**DIRECTIONS FOR THIS TASK:**
Print every row below verbatim, keeping each line and its order unchanged.

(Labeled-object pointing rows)
------------------------------------------------------------
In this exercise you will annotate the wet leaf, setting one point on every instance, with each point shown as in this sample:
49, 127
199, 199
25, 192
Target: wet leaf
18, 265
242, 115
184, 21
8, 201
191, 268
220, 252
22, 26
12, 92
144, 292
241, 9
------------------------------------------------------------
**COMPLETE RESPONSE:**
In this exercise you will annotate the wet leaf, setting one point on every instance, with each point shown as in this sample:
49, 127
199, 199
25, 192
Target: wet leaf
18, 265
242, 115
184, 21
8, 201
191, 268
220, 252
22, 26
12, 92
144, 292
241, 9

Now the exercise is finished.